● **Direction**: Will you write out, word for word, every line from the one with "Question. The photograph above contains instances of the cluster" to the final line of the data below, with the pictures left out?
Begin Supplied data
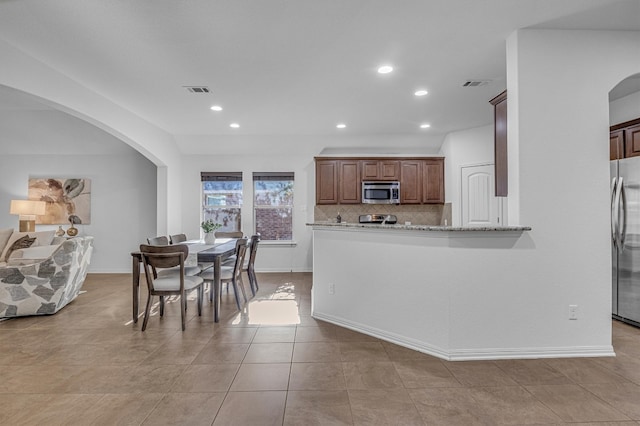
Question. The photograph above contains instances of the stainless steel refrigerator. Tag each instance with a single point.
(625, 237)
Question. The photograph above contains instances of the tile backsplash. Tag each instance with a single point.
(417, 214)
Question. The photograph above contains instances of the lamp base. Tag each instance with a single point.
(27, 225)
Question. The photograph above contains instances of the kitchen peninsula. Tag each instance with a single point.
(436, 289)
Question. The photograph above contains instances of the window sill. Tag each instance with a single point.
(278, 243)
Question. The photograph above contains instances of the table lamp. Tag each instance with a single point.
(28, 210)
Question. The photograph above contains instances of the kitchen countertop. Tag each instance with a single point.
(403, 227)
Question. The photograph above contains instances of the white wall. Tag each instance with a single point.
(624, 109)
(24, 73)
(558, 84)
(464, 148)
(122, 199)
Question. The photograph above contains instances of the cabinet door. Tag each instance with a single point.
(370, 170)
(349, 182)
(326, 182)
(500, 143)
(616, 145)
(389, 170)
(632, 141)
(410, 179)
(433, 181)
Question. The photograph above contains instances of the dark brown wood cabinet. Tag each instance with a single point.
(632, 141)
(339, 180)
(500, 143)
(433, 181)
(616, 145)
(349, 187)
(380, 169)
(326, 182)
(624, 140)
(411, 182)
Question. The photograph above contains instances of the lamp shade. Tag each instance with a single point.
(27, 207)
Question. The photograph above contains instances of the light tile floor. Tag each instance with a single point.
(275, 365)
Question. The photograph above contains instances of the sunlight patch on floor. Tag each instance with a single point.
(270, 312)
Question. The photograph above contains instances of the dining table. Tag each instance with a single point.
(199, 253)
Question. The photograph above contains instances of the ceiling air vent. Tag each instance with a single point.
(197, 89)
(476, 83)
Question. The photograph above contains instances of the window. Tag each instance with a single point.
(273, 205)
(222, 199)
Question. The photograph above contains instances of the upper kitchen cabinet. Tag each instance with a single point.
(433, 181)
(339, 180)
(616, 145)
(632, 141)
(326, 181)
(349, 186)
(380, 169)
(411, 182)
(624, 140)
(500, 143)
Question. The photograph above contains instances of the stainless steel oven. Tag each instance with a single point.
(381, 192)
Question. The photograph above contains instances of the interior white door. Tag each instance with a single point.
(479, 205)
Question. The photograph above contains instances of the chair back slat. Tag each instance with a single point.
(178, 238)
(158, 241)
(241, 251)
(164, 256)
(255, 239)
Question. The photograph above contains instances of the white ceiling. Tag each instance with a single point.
(292, 67)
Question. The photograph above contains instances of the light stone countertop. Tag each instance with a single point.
(402, 227)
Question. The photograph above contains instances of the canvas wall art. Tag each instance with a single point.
(68, 200)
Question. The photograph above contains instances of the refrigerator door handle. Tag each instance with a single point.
(622, 229)
(614, 213)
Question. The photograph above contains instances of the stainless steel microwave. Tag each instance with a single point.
(381, 192)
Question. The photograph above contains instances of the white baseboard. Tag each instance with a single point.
(471, 354)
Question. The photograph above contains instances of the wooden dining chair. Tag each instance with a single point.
(231, 275)
(164, 241)
(169, 257)
(158, 241)
(249, 267)
(177, 239)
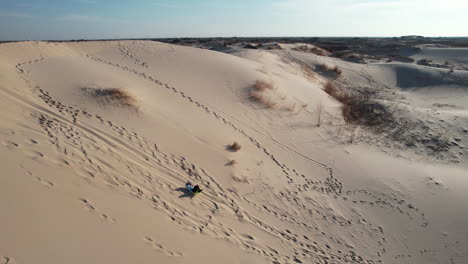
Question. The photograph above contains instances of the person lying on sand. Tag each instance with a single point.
(193, 189)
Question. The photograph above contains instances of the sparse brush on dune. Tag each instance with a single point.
(235, 146)
(261, 85)
(115, 97)
(258, 93)
(359, 108)
(335, 70)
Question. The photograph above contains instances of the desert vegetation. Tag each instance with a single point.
(234, 146)
(259, 93)
(359, 108)
(328, 69)
(115, 97)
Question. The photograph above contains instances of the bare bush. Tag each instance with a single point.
(331, 89)
(336, 70)
(262, 99)
(235, 146)
(112, 97)
(258, 93)
(319, 114)
(359, 108)
(261, 85)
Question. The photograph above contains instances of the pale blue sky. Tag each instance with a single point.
(90, 19)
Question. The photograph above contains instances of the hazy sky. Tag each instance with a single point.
(73, 19)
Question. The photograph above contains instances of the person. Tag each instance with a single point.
(189, 186)
(193, 189)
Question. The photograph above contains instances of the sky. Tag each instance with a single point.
(104, 19)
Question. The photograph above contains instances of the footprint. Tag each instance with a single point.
(33, 154)
(10, 144)
(31, 141)
(46, 183)
(7, 260)
(87, 204)
(248, 236)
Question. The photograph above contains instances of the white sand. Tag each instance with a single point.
(87, 180)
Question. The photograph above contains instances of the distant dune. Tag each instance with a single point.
(305, 154)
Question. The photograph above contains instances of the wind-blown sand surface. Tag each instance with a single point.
(98, 139)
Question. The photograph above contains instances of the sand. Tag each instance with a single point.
(99, 138)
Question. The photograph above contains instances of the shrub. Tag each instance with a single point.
(331, 89)
(112, 97)
(336, 70)
(235, 146)
(261, 85)
(358, 108)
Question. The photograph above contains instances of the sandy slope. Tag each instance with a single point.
(87, 180)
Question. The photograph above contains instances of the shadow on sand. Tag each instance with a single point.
(185, 193)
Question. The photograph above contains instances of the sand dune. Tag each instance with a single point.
(99, 138)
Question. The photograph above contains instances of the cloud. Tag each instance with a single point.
(167, 3)
(14, 14)
(80, 17)
(24, 5)
(86, 1)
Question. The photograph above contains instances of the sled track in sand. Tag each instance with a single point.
(72, 136)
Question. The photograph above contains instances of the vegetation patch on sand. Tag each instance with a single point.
(113, 97)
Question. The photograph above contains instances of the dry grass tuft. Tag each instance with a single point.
(259, 93)
(235, 146)
(359, 108)
(261, 85)
(262, 99)
(335, 70)
(331, 89)
(112, 97)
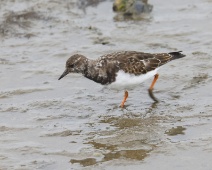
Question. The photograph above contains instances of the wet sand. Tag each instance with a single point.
(77, 124)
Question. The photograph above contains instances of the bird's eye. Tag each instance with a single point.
(71, 66)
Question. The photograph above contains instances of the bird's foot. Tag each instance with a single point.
(152, 96)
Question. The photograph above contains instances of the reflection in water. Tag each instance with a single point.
(179, 130)
(84, 162)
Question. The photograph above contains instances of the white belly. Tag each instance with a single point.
(127, 80)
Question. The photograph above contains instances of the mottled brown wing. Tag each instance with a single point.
(136, 63)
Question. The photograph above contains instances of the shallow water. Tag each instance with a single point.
(75, 123)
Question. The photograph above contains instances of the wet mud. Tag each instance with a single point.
(77, 124)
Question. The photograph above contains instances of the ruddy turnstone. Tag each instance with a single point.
(121, 68)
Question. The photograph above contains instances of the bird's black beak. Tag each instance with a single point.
(64, 74)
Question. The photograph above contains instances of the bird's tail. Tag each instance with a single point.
(176, 55)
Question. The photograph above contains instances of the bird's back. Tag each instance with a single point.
(137, 63)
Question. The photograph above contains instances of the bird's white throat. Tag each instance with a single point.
(126, 80)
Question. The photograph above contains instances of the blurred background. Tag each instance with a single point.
(76, 123)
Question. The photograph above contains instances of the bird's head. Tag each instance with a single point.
(75, 64)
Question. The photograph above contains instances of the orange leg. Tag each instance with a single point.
(152, 86)
(124, 100)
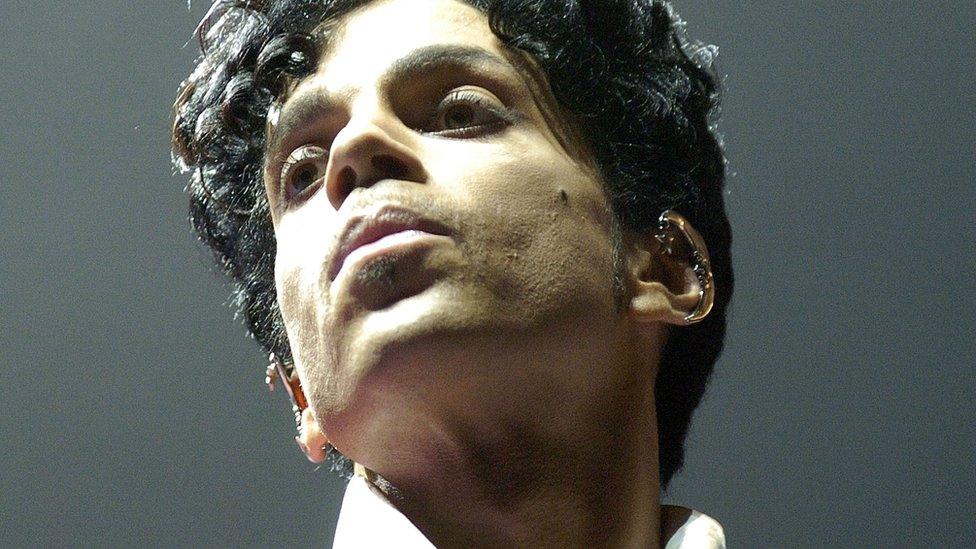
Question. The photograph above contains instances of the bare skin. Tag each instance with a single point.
(492, 375)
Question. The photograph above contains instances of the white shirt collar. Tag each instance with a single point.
(369, 520)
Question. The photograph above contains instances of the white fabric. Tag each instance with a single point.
(368, 520)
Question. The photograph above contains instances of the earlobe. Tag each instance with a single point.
(671, 275)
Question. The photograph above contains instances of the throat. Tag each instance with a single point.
(526, 492)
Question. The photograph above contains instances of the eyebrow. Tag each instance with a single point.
(420, 62)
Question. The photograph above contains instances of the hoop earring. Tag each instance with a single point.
(293, 386)
(699, 260)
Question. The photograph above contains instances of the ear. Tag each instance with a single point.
(311, 439)
(669, 273)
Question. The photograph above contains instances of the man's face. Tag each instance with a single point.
(443, 262)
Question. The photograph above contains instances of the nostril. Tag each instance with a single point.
(346, 181)
(390, 166)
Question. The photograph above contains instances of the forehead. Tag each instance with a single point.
(374, 36)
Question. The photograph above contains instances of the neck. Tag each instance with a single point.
(597, 489)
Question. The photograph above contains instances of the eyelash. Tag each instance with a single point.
(501, 117)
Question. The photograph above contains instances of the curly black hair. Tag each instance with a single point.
(644, 97)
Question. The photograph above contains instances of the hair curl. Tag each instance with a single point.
(643, 95)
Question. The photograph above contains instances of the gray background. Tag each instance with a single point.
(133, 408)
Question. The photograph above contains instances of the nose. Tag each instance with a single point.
(367, 151)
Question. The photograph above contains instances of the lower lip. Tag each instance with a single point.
(395, 242)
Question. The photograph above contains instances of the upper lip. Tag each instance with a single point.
(364, 228)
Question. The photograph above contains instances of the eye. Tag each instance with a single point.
(303, 168)
(467, 112)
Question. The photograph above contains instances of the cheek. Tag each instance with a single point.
(299, 271)
(540, 225)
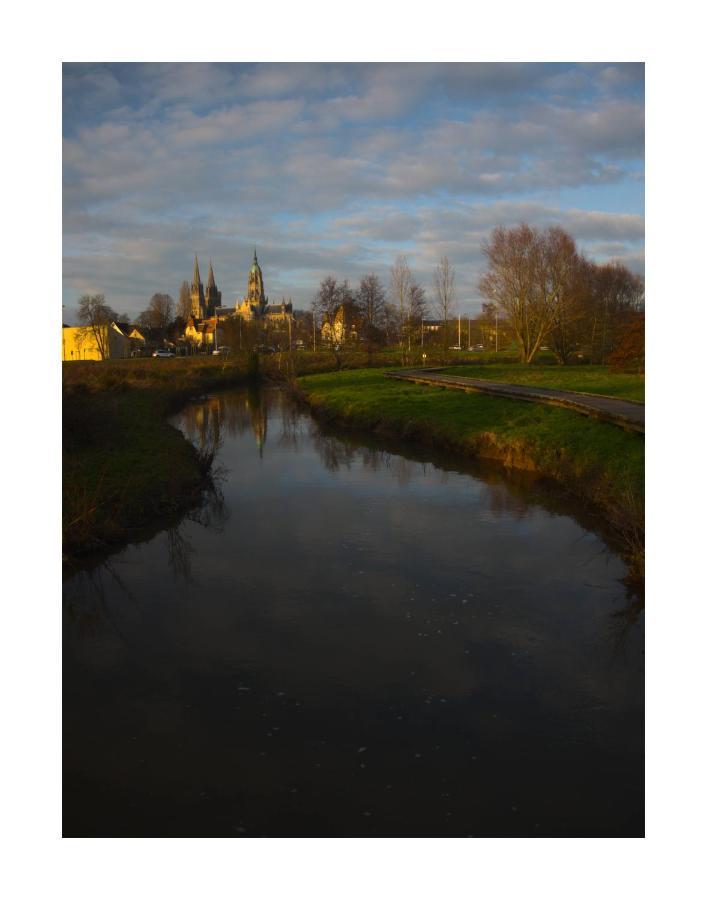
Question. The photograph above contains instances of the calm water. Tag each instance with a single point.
(347, 639)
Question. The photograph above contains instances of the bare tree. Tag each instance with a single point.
(400, 282)
(159, 313)
(184, 302)
(443, 279)
(326, 301)
(370, 299)
(529, 275)
(96, 317)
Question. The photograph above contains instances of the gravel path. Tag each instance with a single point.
(628, 414)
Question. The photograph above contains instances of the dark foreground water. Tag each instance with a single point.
(348, 641)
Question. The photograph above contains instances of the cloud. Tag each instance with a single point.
(334, 168)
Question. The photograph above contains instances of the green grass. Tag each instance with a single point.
(124, 465)
(596, 461)
(587, 379)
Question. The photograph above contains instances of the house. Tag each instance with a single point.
(137, 337)
(202, 334)
(94, 342)
(345, 326)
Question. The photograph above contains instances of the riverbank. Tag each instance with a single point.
(585, 379)
(124, 465)
(598, 463)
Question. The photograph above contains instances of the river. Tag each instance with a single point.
(351, 638)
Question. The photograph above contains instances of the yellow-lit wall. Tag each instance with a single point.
(77, 344)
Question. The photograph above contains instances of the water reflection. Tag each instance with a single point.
(352, 638)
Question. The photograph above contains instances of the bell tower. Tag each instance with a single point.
(213, 294)
(256, 291)
(198, 306)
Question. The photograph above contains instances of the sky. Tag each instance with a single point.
(335, 169)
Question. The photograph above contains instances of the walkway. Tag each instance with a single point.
(628, 414)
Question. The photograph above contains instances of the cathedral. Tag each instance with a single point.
(255, 305)
(204, 305)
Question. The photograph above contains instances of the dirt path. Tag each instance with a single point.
(628, 414)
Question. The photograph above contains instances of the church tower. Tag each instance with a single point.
(198, 306)
(213, 295)
(256, 292)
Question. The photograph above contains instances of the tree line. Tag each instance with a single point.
(540, 293)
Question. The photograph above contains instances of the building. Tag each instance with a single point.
(102, 342)
(137, 337)
(204, 303)
(255, 304)
(345, 326)
(202, 334)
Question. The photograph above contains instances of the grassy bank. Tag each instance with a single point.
(124, 465)
(597, 462)
(587, 379)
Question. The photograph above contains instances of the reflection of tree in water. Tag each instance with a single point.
(87, 603)
(179, 553)
(235, 413)
(333, 453)
(502, 502)
(290, 420)
(257, 406)
(212, 512)
(623, 621)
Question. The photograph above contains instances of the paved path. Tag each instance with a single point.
(628, 414)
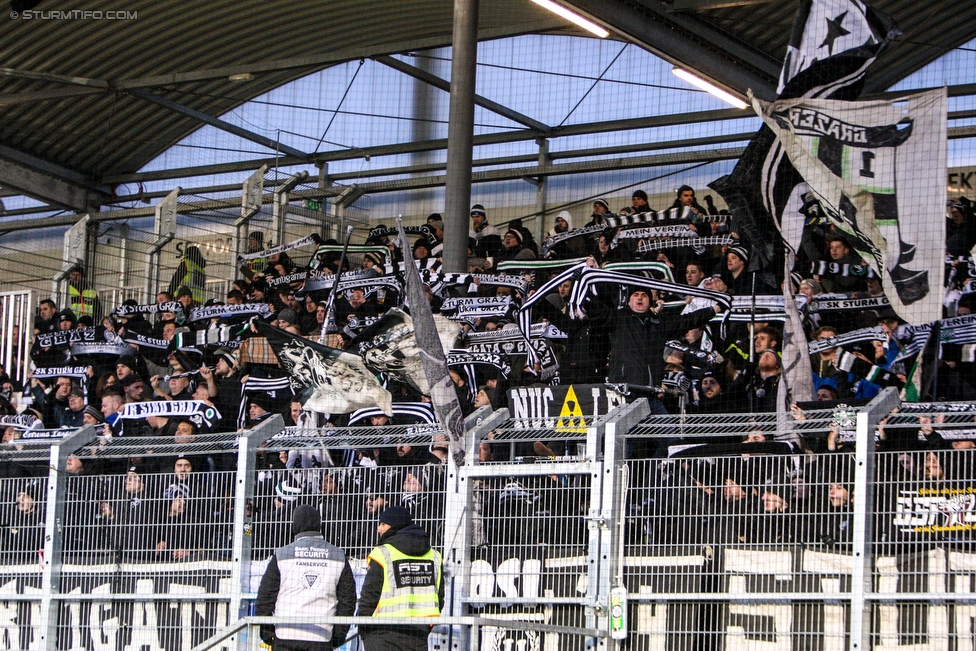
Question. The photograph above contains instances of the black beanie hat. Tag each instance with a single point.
(306, 518)
(397, 517)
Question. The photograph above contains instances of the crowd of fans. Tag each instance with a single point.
(662, 344)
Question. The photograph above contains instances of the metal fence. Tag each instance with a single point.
(727, 533)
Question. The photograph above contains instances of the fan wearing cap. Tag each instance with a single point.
(24, 528)
(739, 281)
(512, 247)
(571, 248)
(259, 407)
(403, 579)
(638, 202)
(488, 241)
(601, 211)
(224, 387)
(638, 335)
(310, 577)
(66, 320)
(686, 198)
(73, 415)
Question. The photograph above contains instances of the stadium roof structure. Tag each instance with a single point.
(85, 102)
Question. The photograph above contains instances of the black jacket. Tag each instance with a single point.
(637, 343)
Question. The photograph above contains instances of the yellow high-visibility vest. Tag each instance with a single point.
(191, 280)
(399, 598)
(82, 302)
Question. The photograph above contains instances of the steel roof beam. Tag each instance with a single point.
(518, 135)
(699, 5)
(217, 123)
(43, 187)
(689, 43)
(445, 85)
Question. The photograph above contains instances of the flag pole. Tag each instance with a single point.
(752, 347)
(328, 324)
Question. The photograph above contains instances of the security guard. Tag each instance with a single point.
(310, 578)
(403, 579)
(82, 299)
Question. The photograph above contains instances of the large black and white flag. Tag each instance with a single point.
(330, 381)
(431, 349)
(390, 346)
(832, 45)
(878, 170)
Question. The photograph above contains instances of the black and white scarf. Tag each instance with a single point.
(846, 339)
(61, 371)
(143, 341)
(826, 268)
(287, 279)
(424, 230)
(65, 337)
(253, 384)
(222, 311)
(957, 330)
(196, 411)
(697, 244)
(152, 308)
(825, 302)
(586, 277)
(116, 347)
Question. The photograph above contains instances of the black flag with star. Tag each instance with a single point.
(831, 47)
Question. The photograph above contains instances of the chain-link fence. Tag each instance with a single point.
(736, 535)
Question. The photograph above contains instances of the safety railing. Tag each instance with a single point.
(828, 529)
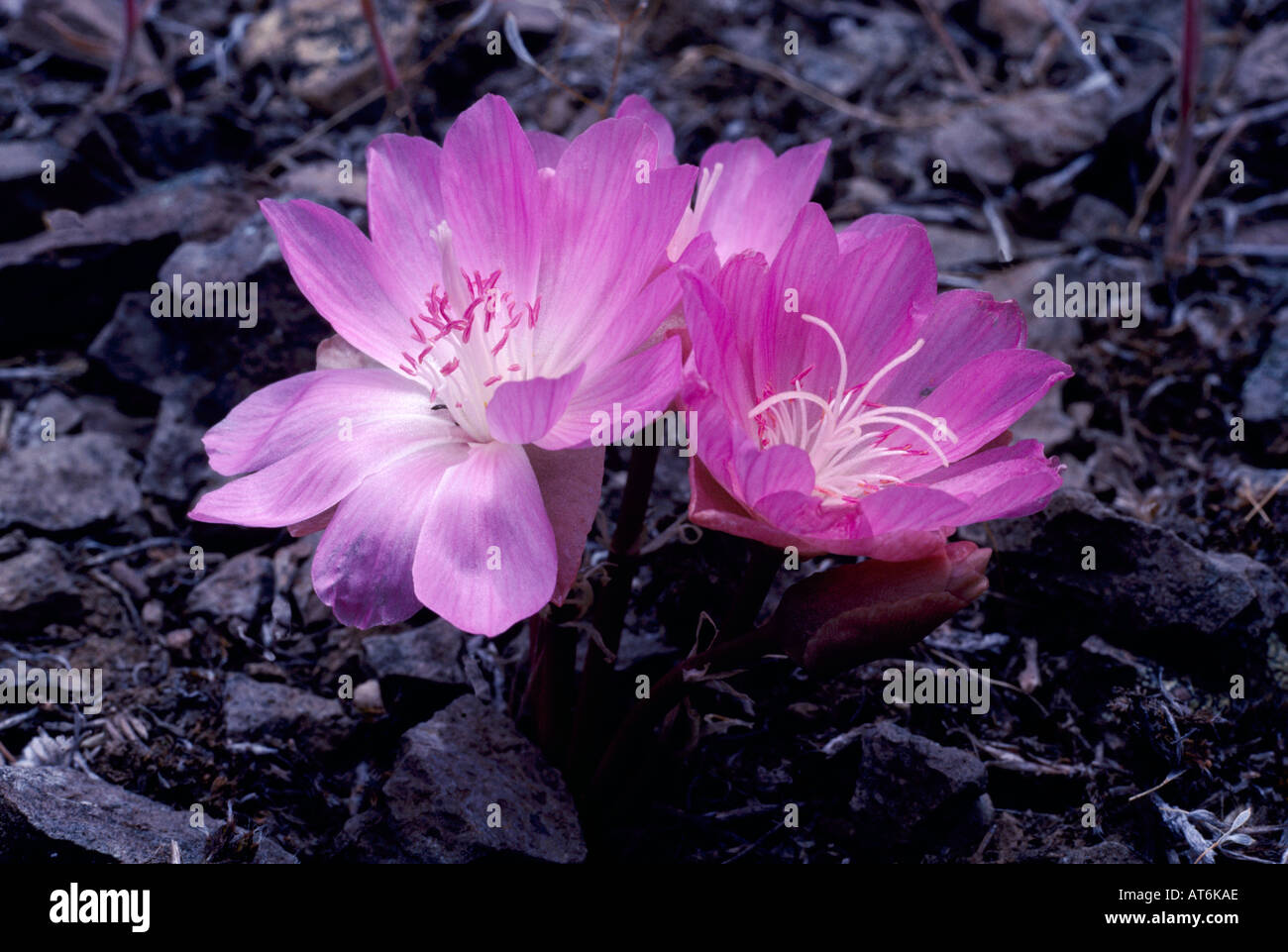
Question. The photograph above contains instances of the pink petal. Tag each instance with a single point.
(571, 485)
(885, 281)
(758, 196)
(604, 235)
(721, 333)
(308, 480)
(638, 107)
(490, 196)
(487, 510)
(299, 411)
(1000, 483)
(645, 381)
(523, 411)
(362, 567)
(548, 147)
(978, 401)
(343, 275)
(338, 353)
(772, 471)
(404, 204)
(962, 326)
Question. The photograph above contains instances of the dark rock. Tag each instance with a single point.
(37, 583)
(35, 579)
(911, 789)
(30, 421)
(56, 814)
(68, 483)
(1108, 852)
(1039, 129)
(1261, 72)
(452, 775)
(1147, 583)
(235, 590)
(420, 672)
(175, 463)
(1265, 391)
(278, 715)
(189, 205)
(140, 348)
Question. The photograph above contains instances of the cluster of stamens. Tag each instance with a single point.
(846, 438)
(482, 329)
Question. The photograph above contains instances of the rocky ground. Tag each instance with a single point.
(1137, 710)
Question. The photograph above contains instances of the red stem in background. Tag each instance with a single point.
(132, 25)
(1192, 52)
(386, 68)
(590, 730)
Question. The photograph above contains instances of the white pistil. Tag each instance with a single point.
(845, 441)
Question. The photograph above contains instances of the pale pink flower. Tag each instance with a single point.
(501, 300)
(845, 407)
(746, 196)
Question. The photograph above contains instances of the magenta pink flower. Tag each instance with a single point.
(746, 197)
(501, 300)
(844, 407)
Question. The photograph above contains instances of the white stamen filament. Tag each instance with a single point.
(845, 441)
(469, 339)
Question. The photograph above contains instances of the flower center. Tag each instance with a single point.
(846, 438)
(472, 338)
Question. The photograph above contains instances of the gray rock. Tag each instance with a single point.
(56, 814)
(237, 588)
(420, 670)
(911, 788)
(429, 653)
(1111, 852)
(1261, 72)
(35, 580)
(68, 483)
(1147, 582)
(175, 462)
(456, 769)
(1265, 391)
(30, 423)
(278, 715)
(141, 350)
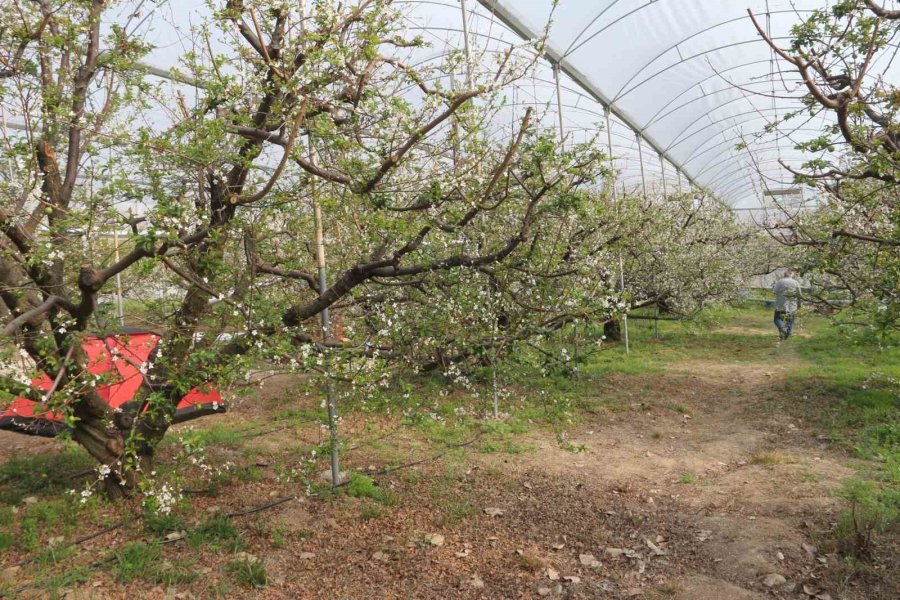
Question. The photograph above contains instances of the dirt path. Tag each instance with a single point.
(742, 490)
(692, 483)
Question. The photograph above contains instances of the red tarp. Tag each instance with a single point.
(123, 355)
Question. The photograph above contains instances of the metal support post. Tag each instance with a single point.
End Supplied data
● **Complete output**:
Question. The photograph above contains instances of the cluster of stamens. Tag each instance with a single point.
(846, 438)
(482, 329)
Question. The photograph above contains instances of the rocky ground. Tag each instance with a single point.
(1137, 710)
Question. The photograph above contains instances of the red stem in background. Tag each instance with a single point.
(132, 25)
(1192, 52)
(386, 68)
(590, 730)
Question. The photograph above contains instances of the white pistil. Tag each instance with a single point.
(845, 441)
Question. The photograph above contains instances of the pale pink flower. Tag each instance with a single point.
(501, 300)
(845, 407)
(746, 196)
Question. The photograph above contains instances of the magenta pink flower. Tag each instance with a single point.
(746, 197)
(501, 300)
(844, 407)
Question. The photograph above contains instances of the white stamen filament. Tag each instance with a single point.
(845, 441)
(469, 339)
Question. The photograph above contains instances of the flower center. Tag each instance with a single point.
(846, 438)
(472, 338)
Question. The photograph above contains instances of the gray rock. Tag each instance with a single point.
(56, 814)
(237, 588)
(420, 670)
(911, 788)
(429, 653)
(1111, 852)
(1261, 72)
(35, 580)
(68, 483)
(1147, 582)
(175, 462)
(456, 769)
(1265, 391)
(30, 423)
(278, 715)
(141, 350)
Question. The photograph above contains instances of the dirt path. Tag each instance with a single point.
(742, 490)
(692, 483)
Question. The photograph above contains instances of the red tarp. Tag each instance with a single point.
(123, 355)
Question. The photograph above contains instances of the metal support post. Tag each instance with a single point.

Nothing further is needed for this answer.